--- Exercise prompt ---
Take the records below and extract, word for word, the lines from the one containing "the dog's black" through the final line, inclusive. Omit pictures.

--- Data records ---
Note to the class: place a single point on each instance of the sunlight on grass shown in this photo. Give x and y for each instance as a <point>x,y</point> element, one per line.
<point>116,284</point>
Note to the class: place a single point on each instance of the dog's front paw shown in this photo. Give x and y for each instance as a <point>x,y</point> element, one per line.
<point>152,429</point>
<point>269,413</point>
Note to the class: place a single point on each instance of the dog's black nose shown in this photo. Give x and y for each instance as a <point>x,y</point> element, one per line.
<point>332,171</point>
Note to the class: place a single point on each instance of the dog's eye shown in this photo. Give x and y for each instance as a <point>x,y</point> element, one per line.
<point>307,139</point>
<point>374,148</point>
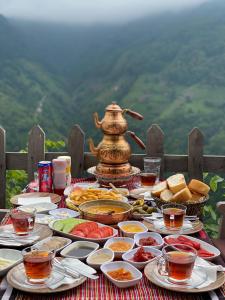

--- Result ---
Note to the class: place a single point on each instance of the dog's black nose shown in this photo. Give x and y for each instance as a <point>x,y</point> element, one per line.
<point>332,171</point>
Note to the class: place a single point on each instance of the dog's eye shown in this photo. Give x and y for each instance as a <point>x,y</point> element, one per line.
<point>307,139</point>
<point>374,148</point>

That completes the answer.